**Material provided:**

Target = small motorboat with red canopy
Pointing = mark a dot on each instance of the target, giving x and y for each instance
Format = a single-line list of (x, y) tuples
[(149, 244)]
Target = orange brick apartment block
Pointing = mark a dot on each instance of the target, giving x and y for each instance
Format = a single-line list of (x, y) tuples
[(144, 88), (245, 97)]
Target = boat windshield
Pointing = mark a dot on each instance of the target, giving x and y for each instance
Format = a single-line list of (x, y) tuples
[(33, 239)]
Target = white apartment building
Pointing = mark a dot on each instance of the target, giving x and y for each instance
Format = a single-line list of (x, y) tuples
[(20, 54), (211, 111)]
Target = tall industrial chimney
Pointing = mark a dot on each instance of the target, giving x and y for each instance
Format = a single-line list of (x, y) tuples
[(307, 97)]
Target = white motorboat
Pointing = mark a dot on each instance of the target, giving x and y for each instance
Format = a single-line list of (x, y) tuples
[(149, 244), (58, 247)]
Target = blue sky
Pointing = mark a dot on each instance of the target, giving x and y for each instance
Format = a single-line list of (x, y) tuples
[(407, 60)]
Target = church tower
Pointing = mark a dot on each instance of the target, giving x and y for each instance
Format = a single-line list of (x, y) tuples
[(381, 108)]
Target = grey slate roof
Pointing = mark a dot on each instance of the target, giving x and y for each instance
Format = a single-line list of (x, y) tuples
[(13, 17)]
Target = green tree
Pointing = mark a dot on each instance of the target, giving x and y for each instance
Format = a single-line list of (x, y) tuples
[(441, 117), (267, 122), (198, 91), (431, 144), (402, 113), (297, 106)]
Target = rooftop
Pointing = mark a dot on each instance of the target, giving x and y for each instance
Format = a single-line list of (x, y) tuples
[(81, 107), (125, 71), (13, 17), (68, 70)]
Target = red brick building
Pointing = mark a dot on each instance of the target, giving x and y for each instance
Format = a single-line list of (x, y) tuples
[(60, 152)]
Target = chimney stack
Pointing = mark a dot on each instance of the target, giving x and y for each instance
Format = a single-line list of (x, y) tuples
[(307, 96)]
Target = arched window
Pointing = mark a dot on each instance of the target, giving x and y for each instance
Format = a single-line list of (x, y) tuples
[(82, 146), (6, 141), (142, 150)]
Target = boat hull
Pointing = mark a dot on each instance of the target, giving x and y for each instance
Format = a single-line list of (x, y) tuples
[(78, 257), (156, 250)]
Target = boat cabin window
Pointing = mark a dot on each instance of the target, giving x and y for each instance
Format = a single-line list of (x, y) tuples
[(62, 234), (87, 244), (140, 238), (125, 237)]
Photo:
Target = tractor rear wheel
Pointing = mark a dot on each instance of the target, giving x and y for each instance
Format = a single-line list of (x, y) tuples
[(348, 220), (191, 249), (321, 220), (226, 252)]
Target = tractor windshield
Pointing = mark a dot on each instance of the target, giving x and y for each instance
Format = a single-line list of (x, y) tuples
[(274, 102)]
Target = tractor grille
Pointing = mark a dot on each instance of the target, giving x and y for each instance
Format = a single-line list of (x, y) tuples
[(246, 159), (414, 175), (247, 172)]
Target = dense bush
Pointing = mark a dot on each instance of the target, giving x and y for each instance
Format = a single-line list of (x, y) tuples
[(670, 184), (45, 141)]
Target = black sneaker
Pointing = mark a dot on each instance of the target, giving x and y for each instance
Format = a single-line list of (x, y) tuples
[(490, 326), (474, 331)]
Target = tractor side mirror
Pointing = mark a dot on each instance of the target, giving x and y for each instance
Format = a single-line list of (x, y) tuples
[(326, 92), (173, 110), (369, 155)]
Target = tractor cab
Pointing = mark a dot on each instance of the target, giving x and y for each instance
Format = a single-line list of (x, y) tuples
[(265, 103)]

**Exercise objective:**
Give only the count of lines in the listing that contain the string "brick".

**Answer:**
2